» **The task**
Could you restate word for word every line of the records below, from the first one to the one holding "Task: point: the person"?

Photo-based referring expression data
○ ○ ○ ○
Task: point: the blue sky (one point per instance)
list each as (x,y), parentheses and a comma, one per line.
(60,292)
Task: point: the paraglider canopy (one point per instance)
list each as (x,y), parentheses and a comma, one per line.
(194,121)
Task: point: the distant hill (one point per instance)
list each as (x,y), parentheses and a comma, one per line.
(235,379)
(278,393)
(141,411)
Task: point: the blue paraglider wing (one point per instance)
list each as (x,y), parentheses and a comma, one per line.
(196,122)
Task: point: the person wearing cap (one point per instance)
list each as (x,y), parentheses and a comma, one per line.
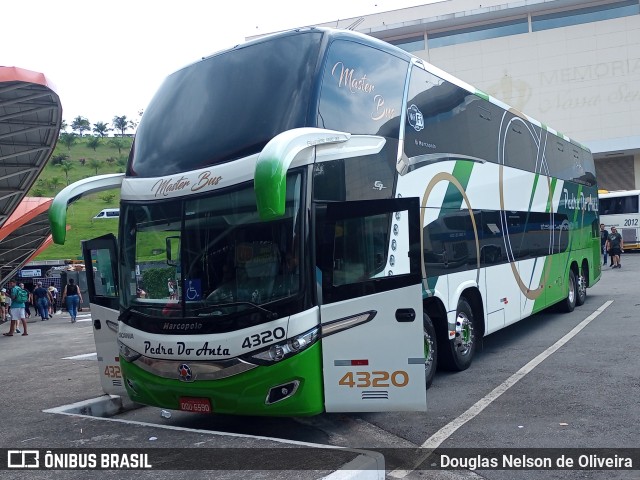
(72,297)
(17,311)
(615,244)
(53,291)
(3,305)
(42,301)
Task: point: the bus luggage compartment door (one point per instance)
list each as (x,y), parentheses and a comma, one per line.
(368,260)
(102,284)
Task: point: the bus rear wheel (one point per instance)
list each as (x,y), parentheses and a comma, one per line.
(457,354)
(430,349)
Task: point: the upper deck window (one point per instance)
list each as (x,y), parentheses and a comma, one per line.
(227,106)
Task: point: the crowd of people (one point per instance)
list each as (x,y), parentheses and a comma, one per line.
(16,301)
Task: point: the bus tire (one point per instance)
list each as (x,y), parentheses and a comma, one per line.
(581,289)
(457,354)
(569,303)
(430,349)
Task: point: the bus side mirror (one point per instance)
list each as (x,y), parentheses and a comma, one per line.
(173,250)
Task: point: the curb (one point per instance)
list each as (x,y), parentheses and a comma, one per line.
(368,465)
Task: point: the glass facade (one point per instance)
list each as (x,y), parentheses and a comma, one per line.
(480,32)
(585,15)
(411,44)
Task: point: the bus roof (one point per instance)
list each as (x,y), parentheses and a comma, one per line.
(617,193)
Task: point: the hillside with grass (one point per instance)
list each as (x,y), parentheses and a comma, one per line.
(74,161)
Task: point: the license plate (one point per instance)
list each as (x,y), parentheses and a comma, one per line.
(196,405)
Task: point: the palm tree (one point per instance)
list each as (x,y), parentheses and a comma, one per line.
(68,139)
(54,183)
(93,142)
(66,166)
(120,123)
(101,129)
(58,158)
(117,143)
(80,124)
(95,164)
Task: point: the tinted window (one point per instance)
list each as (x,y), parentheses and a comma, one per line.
(362,90)
(437,116)
(227,106)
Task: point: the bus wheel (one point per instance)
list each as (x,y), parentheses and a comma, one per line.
(569,303)
(581,289)
(456,354)
(430,349)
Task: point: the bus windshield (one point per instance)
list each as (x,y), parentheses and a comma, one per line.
(210,256)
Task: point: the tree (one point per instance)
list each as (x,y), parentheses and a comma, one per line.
(95,164)
(66,166)
(81,124)
(68,139)
(101,129)
(54,183)
(121,123)
(117,143)
(93,142)
(58,158)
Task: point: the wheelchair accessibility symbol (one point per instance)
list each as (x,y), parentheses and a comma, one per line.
(193,290)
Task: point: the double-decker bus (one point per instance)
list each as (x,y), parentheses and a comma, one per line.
(318,219)
(620,209)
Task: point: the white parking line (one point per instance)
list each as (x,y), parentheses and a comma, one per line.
(435,440)
(83,356)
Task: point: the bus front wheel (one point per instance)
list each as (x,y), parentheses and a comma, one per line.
(430,349)
(457,354)
(569,303)
(581,288)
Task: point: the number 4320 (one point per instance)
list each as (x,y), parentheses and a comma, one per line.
(382,379)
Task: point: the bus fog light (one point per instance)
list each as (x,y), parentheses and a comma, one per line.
(280,392)
(276,353)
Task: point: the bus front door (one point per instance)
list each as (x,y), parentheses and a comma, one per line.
(369,285)
(100,257)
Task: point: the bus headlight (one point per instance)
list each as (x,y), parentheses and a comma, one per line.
(284,349)
(128,354)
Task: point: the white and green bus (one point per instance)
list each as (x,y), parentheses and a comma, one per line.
(620,209)
(337,218)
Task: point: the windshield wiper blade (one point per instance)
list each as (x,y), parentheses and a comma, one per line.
(270,315)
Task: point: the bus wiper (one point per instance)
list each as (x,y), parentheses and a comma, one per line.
(270,315)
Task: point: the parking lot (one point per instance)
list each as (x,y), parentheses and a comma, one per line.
(559,381)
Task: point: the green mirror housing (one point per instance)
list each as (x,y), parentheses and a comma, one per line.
(276,158)
(71,193)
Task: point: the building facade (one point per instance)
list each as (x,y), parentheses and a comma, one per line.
(571,64)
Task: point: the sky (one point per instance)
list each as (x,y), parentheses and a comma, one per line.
(107,58)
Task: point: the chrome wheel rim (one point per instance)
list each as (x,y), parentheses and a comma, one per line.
(464,334)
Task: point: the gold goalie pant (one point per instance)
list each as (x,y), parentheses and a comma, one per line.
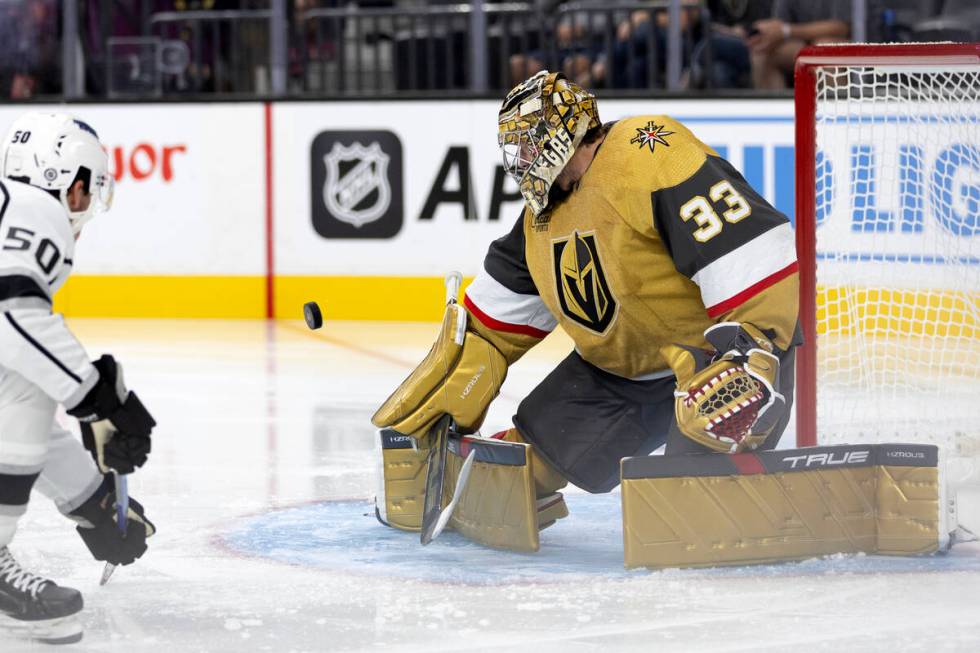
○ ○ ○ ○
» **Solution to this exercise**
Task: point: the blue sky (one point per instance)
list each as (x,y), parentheses and a comma, one per line.
(60,292)
Task: point: the paraglider canopy (one point per instance)
list each as (x,y), parentheses and a comma, one per line.
(194,121)
Task: point: the distant hill (one point per instance)
list each as (x,y), parentheses and a comma, one per line.
(235,379)
(278,393)
(141,411)
Task: point: the blue paraglider wing (one point per instance)
list each as (x,y), parentheses and a comma, one per line.
(196,122)
Task: point: the person wearing cap (one point per instance)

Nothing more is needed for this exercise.